#### Request
Exactly and only the lines from the line holding "rocky ground in the photo above." to the end of the records should be reproduced. Leave pictures out.

** start Data for the task **

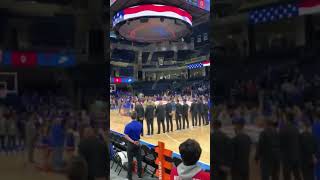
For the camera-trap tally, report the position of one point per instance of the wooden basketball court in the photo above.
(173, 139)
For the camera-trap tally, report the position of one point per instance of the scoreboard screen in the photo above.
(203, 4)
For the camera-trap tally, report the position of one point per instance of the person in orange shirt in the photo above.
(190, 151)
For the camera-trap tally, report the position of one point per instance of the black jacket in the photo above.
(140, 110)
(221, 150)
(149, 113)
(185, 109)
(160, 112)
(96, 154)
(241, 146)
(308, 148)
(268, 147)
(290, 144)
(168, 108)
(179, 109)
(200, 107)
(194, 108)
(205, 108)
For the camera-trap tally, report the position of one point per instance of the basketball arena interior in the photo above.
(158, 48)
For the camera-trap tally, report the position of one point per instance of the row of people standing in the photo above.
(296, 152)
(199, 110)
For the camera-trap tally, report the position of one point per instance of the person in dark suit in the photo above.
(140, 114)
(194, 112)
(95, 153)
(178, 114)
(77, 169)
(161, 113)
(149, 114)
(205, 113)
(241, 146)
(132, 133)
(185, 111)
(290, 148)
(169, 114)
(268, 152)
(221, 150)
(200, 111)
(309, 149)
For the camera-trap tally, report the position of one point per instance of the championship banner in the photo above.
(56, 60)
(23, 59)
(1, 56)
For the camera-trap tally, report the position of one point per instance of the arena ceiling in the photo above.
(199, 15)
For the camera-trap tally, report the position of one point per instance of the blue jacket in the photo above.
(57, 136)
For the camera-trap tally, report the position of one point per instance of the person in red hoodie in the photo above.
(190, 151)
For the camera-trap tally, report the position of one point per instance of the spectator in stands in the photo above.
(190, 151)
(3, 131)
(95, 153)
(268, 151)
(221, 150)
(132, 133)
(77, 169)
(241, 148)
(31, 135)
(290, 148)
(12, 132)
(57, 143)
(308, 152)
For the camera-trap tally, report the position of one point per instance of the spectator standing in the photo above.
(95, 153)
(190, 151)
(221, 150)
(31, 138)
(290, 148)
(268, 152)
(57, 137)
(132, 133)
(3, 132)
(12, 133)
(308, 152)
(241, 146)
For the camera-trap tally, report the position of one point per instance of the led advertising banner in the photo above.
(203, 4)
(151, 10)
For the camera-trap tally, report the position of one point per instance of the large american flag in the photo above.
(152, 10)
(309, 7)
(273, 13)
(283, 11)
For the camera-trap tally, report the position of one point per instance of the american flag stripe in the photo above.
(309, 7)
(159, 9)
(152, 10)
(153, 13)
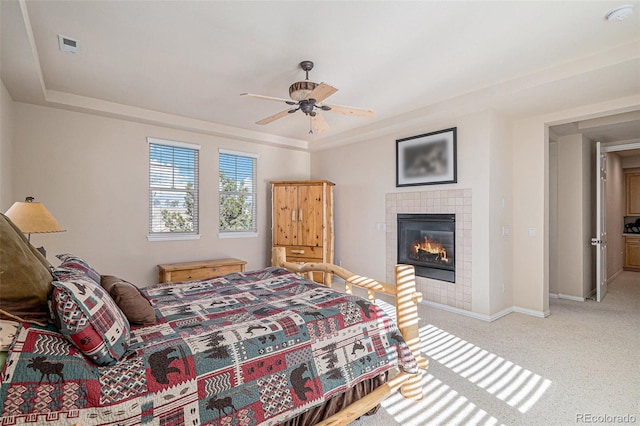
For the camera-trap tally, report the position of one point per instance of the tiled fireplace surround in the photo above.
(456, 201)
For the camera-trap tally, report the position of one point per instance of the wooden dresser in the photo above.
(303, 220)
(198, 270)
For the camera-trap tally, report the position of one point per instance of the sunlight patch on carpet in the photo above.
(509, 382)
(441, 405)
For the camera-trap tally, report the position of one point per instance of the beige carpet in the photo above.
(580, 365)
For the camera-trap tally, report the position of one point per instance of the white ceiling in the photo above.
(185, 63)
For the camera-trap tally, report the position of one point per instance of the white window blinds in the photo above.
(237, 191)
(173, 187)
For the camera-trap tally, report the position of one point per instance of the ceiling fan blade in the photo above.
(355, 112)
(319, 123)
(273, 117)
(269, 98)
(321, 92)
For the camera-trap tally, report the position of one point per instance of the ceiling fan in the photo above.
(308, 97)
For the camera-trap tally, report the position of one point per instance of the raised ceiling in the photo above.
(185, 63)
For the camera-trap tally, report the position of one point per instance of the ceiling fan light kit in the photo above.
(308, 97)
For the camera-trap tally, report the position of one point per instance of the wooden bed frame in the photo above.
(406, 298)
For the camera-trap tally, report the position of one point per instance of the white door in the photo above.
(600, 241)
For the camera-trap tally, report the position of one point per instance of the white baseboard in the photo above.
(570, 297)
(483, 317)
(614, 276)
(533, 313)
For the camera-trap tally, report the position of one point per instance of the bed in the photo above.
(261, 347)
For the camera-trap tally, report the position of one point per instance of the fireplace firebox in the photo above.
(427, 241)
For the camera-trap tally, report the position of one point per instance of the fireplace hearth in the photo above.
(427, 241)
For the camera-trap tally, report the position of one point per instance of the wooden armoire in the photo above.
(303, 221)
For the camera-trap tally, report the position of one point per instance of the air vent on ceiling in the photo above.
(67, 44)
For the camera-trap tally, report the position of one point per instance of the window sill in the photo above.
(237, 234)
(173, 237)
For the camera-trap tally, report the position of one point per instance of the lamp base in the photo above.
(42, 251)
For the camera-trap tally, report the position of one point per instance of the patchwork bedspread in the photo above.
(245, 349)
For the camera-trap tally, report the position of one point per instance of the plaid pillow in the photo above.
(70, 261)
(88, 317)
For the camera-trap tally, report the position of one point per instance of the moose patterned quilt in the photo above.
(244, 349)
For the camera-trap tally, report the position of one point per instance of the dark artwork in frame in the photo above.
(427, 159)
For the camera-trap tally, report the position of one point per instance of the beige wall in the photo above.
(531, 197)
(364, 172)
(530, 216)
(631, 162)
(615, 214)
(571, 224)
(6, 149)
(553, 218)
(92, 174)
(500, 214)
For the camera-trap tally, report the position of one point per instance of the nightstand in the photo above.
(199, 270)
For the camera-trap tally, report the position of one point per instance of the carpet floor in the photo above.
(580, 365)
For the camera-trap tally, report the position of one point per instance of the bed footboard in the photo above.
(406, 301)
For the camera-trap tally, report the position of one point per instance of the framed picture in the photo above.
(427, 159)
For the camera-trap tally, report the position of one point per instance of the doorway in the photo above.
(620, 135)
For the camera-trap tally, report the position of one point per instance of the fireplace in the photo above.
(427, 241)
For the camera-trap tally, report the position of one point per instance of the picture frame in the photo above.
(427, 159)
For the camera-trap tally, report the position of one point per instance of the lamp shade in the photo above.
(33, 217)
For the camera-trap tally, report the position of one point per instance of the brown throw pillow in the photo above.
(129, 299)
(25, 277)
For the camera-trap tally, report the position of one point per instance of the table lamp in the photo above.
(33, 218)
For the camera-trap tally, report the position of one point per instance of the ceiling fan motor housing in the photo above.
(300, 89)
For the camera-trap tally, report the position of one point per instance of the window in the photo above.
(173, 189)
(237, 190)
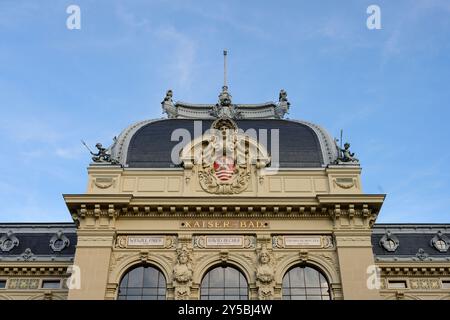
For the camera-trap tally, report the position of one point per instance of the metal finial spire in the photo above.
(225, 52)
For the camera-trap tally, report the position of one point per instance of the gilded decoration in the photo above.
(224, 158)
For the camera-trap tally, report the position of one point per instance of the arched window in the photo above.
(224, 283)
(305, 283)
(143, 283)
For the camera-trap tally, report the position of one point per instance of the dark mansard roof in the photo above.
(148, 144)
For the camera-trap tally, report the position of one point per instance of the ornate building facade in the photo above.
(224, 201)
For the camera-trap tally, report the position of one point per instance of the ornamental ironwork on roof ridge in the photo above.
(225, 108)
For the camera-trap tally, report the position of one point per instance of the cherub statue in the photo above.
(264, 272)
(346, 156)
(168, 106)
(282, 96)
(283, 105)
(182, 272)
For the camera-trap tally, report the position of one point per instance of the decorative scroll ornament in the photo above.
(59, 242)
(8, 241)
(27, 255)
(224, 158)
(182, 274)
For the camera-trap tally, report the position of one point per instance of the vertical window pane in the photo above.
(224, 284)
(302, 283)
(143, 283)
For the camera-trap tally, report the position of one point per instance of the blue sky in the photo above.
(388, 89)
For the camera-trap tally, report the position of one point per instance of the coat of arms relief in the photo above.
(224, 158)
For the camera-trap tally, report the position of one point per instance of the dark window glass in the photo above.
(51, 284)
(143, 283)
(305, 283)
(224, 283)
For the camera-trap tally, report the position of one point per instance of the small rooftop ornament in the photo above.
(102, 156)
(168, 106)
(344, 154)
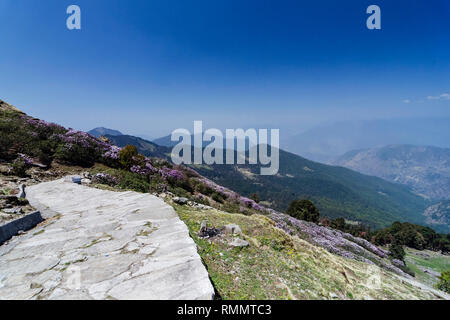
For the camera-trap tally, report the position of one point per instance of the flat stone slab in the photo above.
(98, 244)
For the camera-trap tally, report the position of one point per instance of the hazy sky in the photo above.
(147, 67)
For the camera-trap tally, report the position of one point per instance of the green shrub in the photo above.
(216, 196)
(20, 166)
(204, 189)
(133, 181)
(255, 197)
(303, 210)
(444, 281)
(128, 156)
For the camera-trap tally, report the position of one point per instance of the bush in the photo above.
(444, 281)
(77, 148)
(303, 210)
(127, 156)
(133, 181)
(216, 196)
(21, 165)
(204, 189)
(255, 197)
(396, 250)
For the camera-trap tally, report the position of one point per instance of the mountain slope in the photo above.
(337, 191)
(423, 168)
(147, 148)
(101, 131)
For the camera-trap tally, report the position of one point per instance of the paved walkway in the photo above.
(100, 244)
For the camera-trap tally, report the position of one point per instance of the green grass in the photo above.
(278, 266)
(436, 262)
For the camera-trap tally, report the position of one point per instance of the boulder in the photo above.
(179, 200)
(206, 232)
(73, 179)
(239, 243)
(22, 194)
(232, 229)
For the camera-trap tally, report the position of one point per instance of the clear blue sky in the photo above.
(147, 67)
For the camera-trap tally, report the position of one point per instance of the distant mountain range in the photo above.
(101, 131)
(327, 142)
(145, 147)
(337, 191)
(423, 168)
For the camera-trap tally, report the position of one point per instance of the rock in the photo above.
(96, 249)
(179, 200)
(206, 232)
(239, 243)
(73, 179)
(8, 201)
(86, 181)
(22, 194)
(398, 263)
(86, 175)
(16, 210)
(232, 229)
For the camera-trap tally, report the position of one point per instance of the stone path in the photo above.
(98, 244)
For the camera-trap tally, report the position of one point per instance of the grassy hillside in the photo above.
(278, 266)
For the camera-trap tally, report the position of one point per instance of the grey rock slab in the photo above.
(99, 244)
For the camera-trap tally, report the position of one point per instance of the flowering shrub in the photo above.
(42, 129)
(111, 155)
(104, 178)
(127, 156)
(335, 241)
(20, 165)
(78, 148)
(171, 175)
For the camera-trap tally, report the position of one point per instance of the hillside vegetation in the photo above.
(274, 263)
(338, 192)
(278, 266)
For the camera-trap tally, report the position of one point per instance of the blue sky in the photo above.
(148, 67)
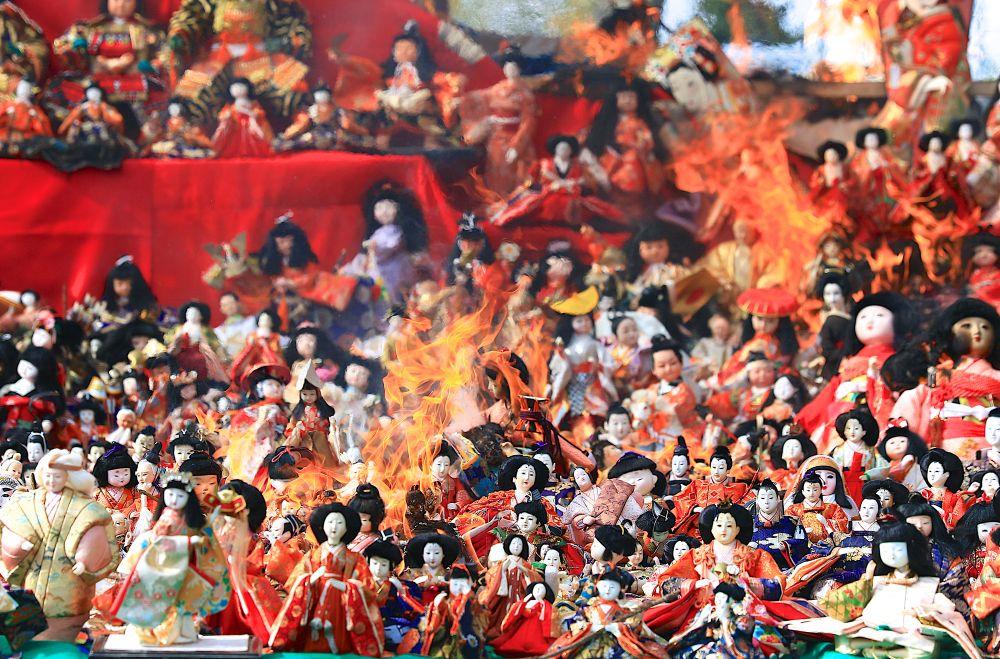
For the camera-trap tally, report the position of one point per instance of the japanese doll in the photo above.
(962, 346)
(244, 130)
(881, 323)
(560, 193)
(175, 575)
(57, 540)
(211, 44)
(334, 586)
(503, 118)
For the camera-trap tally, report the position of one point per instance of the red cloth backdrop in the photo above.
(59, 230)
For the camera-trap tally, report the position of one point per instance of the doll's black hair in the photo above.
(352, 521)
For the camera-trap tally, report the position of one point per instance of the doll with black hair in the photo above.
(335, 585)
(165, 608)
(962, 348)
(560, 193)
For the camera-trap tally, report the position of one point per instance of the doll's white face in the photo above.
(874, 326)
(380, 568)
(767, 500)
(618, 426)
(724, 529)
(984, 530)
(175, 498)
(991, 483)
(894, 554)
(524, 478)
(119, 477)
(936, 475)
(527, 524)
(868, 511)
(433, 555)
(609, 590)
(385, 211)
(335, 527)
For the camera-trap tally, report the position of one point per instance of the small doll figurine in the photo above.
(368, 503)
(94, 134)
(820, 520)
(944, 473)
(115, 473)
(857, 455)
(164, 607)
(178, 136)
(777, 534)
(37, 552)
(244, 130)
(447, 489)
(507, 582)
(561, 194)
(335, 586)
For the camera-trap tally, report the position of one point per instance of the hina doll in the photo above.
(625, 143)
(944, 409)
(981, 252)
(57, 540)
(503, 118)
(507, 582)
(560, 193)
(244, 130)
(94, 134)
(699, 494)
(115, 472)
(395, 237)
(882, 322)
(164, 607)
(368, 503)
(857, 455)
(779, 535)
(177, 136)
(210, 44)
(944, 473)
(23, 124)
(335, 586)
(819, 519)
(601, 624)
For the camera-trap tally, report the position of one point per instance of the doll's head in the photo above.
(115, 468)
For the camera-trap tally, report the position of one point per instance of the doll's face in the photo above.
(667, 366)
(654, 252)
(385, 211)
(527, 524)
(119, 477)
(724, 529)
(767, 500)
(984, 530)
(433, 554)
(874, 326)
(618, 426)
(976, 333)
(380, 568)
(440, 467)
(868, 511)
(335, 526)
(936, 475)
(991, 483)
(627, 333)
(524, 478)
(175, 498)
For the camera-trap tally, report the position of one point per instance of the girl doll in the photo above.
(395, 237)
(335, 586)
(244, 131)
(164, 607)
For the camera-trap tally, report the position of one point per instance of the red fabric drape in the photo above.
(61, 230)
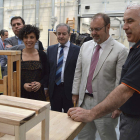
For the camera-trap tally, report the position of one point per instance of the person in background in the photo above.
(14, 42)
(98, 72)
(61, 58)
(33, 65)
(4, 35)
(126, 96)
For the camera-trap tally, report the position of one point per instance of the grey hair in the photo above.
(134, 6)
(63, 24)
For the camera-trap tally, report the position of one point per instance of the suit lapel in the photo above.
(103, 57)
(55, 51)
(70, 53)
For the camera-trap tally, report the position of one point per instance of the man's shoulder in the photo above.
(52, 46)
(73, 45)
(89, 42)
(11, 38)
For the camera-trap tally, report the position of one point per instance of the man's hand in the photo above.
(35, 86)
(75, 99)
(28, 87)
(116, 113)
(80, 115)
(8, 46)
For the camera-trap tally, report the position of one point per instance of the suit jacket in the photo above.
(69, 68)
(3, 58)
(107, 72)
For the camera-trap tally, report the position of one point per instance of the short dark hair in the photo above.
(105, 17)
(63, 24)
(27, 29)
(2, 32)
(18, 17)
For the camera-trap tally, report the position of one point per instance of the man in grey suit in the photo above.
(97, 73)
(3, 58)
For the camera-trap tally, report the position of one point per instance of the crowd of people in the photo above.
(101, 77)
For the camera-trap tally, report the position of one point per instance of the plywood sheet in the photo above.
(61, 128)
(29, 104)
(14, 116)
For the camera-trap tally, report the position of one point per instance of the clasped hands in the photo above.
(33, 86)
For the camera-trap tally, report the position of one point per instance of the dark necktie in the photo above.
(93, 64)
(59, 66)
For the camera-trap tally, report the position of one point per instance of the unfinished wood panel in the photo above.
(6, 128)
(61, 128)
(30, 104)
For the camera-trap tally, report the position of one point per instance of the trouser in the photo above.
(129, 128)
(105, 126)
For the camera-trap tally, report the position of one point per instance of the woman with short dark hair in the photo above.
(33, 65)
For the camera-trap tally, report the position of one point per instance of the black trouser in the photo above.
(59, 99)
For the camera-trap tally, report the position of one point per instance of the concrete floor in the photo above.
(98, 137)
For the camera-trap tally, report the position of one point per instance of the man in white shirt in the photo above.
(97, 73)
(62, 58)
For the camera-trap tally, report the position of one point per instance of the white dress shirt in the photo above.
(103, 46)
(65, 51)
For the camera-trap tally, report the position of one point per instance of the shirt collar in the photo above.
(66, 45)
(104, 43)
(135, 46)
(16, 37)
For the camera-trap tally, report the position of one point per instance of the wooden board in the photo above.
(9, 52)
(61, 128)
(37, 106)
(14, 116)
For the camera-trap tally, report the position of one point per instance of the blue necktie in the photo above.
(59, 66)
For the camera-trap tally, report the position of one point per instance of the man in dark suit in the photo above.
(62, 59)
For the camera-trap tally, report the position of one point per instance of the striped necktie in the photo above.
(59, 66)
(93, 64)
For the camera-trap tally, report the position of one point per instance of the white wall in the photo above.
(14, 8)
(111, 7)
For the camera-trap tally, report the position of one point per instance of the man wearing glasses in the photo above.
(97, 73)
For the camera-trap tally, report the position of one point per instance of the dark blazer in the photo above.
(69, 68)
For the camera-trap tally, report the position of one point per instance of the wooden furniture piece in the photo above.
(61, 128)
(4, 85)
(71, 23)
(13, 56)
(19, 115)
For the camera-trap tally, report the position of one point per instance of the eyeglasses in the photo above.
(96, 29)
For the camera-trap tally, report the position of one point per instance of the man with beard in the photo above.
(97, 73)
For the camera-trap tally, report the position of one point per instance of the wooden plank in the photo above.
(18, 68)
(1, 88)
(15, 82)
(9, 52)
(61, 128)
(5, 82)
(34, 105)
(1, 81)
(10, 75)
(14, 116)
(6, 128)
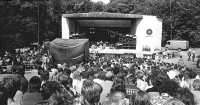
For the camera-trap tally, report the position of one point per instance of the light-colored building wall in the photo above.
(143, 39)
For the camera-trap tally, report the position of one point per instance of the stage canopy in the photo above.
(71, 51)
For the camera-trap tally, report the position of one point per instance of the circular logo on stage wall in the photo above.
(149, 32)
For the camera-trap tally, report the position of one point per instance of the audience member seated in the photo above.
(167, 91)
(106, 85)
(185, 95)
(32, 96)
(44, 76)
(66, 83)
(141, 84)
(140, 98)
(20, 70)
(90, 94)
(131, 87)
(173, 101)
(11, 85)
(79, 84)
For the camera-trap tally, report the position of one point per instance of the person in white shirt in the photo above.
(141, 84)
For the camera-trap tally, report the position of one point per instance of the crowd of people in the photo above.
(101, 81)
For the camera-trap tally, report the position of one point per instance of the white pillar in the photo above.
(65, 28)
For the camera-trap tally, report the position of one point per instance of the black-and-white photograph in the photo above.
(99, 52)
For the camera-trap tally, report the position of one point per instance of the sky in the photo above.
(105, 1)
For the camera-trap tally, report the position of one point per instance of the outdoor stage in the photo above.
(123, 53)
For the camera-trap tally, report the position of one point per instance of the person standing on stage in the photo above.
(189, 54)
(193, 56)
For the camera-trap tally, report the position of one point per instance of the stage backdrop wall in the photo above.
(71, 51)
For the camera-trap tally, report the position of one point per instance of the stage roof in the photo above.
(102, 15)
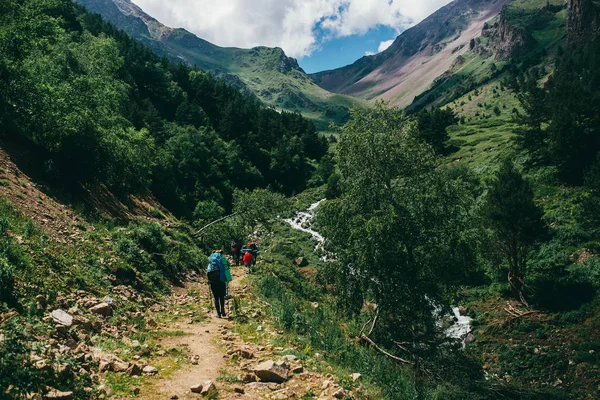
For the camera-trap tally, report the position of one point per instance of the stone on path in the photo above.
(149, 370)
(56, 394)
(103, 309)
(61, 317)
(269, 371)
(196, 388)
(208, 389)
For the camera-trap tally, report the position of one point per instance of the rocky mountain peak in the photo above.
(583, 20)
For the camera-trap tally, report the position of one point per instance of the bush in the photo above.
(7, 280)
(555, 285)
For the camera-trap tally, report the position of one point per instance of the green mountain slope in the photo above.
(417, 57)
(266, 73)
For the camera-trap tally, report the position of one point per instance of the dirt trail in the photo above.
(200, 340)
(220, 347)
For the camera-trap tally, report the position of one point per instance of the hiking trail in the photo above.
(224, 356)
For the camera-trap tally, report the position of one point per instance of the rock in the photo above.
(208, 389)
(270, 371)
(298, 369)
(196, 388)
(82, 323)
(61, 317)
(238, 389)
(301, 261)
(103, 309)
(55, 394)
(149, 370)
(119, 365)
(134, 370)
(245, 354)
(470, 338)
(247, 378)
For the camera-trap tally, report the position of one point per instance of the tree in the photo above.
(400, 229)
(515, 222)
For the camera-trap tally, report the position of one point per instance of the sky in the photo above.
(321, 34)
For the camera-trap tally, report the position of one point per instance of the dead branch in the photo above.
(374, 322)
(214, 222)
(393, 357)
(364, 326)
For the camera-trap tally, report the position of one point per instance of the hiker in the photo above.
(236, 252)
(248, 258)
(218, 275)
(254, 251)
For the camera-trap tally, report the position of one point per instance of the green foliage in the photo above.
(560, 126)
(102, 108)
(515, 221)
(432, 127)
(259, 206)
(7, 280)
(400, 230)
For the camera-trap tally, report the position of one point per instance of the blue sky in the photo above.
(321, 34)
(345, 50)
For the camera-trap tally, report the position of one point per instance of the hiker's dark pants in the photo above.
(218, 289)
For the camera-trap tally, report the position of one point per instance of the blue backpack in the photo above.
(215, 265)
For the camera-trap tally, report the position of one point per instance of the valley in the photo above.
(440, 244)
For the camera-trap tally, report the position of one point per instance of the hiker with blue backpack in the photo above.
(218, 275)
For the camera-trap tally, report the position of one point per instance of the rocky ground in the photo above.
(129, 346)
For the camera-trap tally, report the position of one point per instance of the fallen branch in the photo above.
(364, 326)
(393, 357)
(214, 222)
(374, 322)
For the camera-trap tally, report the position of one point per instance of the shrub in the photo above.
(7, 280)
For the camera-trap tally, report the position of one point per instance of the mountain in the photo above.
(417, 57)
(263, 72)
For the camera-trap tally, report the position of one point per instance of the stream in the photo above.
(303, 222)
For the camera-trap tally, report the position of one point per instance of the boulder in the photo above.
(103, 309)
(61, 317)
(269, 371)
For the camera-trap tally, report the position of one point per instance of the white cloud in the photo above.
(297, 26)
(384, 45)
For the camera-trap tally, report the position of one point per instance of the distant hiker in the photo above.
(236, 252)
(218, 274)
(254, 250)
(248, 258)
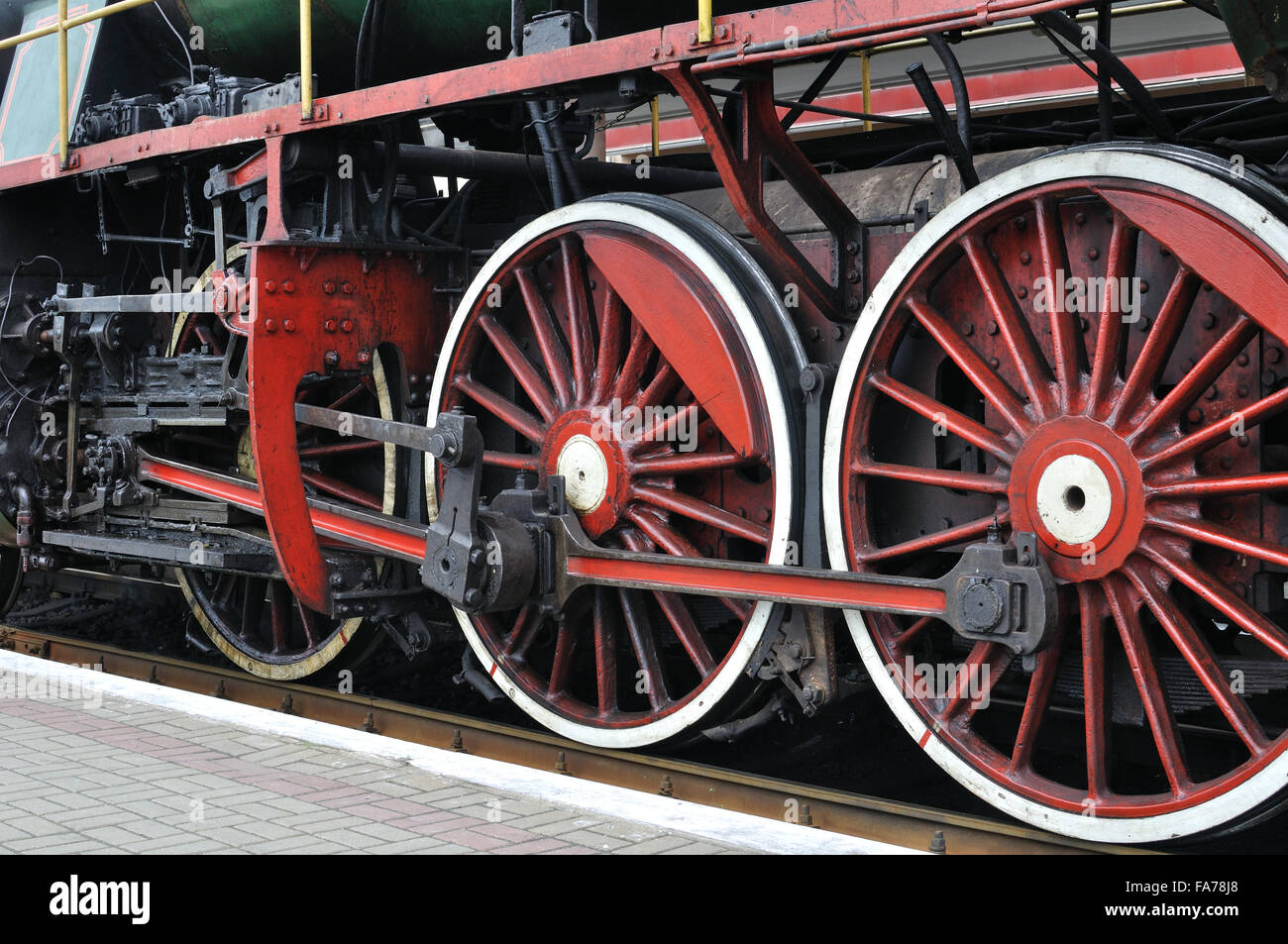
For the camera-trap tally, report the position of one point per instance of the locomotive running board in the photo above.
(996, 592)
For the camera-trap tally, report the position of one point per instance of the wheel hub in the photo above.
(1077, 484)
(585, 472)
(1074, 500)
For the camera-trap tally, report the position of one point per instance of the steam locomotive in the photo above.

** end Data for the task **

#### Solution for this task
For the camera-trap tally, report the position of one point per instance of the rocky ground in the photo above.
(129, 346)
For the camera-trap tally, report the position of one point per instance of the fallen branch in the photo above.
(364, 326)
(393, 357)
(214, 222)
(374, 322)
For the camera-trap tally, report the position of one point per instance of the shrub in the photo above.
(7, 280)
For the camera-trap tally, report the position of one point per instance of the mountain in the photo above.
(417, 57)
(263, 72)
For the camera-trap tally, report the position of one point per instance of the stream in the photo above.
(303, 222)
For the camera-trap tally, report the position of one point per instance of the boulder in the photo above.
(103, 309)
(61, 317)
(269, 371)
For the camera-trap tally, report the position of one point per instance of the white cloud in the photo above.
(297, 26)
(384, 45)
For the camera-trap tally, report the position of one point per instance of the distant hiker in the photo above.
(236, 252)
(218, 274)
(254, 250)
(248, 258)
For the camera-trap tally, report the position of one point per instance of the locomotive running board in the photo above.
(996, 592)
For the camera-trap tally, report the position of one point per instance of the wheel hub in the photo above.
(1077, 484)
(585, 472)
(1074, 500)
For the camera-trap tally, report the position of one point per instance of the steam locomotive in the photo above.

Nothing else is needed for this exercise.